____ MATERIALS PROVIDED

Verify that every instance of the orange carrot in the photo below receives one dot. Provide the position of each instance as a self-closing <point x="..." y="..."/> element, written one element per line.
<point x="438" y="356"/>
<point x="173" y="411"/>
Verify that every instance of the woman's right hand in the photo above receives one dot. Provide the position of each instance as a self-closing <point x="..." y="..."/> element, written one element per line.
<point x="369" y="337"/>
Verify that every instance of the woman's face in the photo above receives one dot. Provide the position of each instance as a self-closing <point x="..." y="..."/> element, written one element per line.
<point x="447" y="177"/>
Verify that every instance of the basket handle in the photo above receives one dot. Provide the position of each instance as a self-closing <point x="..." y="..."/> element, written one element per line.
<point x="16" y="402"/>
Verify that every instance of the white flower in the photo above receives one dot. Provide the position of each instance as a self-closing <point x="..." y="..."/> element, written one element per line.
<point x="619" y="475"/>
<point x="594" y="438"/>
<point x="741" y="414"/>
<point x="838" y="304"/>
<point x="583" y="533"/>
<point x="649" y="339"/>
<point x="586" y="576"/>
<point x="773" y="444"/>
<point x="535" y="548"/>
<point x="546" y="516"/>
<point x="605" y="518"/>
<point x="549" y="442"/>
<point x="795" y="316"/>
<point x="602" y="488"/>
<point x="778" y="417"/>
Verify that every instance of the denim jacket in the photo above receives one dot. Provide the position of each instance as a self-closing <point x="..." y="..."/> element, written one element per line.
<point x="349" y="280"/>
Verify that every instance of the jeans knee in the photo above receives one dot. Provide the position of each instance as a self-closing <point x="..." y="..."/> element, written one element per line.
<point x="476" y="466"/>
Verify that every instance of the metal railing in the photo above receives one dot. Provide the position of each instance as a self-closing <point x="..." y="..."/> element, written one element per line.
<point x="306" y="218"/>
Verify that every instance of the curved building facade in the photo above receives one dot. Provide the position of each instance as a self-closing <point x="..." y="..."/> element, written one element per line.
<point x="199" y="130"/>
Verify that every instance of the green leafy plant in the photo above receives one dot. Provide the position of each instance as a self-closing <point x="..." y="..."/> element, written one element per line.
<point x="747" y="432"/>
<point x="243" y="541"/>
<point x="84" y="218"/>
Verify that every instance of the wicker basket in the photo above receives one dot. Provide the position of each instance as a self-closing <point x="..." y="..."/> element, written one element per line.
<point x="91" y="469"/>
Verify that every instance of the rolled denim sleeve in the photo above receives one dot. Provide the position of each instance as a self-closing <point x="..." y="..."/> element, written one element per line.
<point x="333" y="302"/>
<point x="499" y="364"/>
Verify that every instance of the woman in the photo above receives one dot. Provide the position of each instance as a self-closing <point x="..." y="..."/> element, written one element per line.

________

The records above need copying again. Keep each word as it is.

ANSWER TO THIS TASK:
Verify that every instance of the orange carrot in the photo below receives one dot. Provide the position of each instance as a self-closing <point x="..." y="..."/> element, written one element per line.
<point x="438" y="356"/>
<point x="173" y="411"/>
Verify that every instance of the woman's right hand in the photo above receives one dot. Provide the position of each instance as a self-closing <point x="..." y="..."/> element, written one element per line.
<point x="369" y="337"/>
Verify that every instance of the woman's face in the photo above receives one dot. Provide the position of each instance as a self-closing <point x="..." y="..."/> element, written one element per line.
<point x="447" y="177"/>
Verify that every instance of the basket handle in the photo above receives one dot. Provide the position of each instance as a self-closing <point x="..." y="..."/> element, written one element per line.
<point x="16" y="402"/>
Verify that every instance of the white flower in the photo above receives one dot. Provide the position of each instance as a self-closing <point x="..." y="..."/> element, written one element per line.
<point x="619" y="475"/>
<point x="594" y="438"/>
<point x="741" y="414"/>
<point x="838" y="304"/>
<point x="583" y="533"/>
<point x="649" y="339"/>
<point x="586" y="576"/>
<point x="773" y="444"/>
<point x="535" y="548"/>
<point x="546" y="516"/>
<point x="605" y="518"/>
<point x="549" y="442"/>
<point x="795" y="316"/>
<point x="602" y="488"/>
<point x="778" y="417"/>
Verify that every instance of the denim jacket in the photo above receives one dot. Provide the position of each instance as a self-closing <point x="..." y="..."/> element, written one element per line.
<point x="349" y="280"/>
Verify that every instance of the jeans knee in the photo above receives one dot. Provide the position of each instance as a self-closing <point x="..." y="..."/> element, written one element per line.
<point x="476" y="466"/>
Verify that every instance of the metal railing in the photo above receives one dot. Provide the position of each instance as a self-closing <point x="..." y="..."/> element, written one element per line.
<point x="306" y="218"/>
Verify that every instance of the curved building facade in the photo above receives one dot. Provide the position of each instance as a self-closing <point x="..." y="..."/> element, written one element per line.
<point x="199" y="130"/>
Verify that every instance of the green leafy plant in the photo above receives one dot. Provide the position of each instance as a self-closing <point x="..." y="..."/> element, written one element per line.
<point x="747" y="432"/>
<point x="243" y="541"/>
<point x="84" y="218"/>
Verify that every instance of the wicker basket in the photo above receives one dot. Provide the position of each instance as a self-closing <point x="..." y="..."/> element, written one element per line.
<point x="91" y="469"/>
Verify that every instance of the rolled denim sleeve in the photo above receives one dot. Provide the position of each instance as a self-closing <point x="..." y="..."/> element, written one element per line.
<point x="333" y="302"/>
<point x="499" y="364"/>
Verify that every instance of the woman in the photo above receives one dot. Provide the position of each instance as a self-closing <point x="..." y="..."/> element, written one element per line.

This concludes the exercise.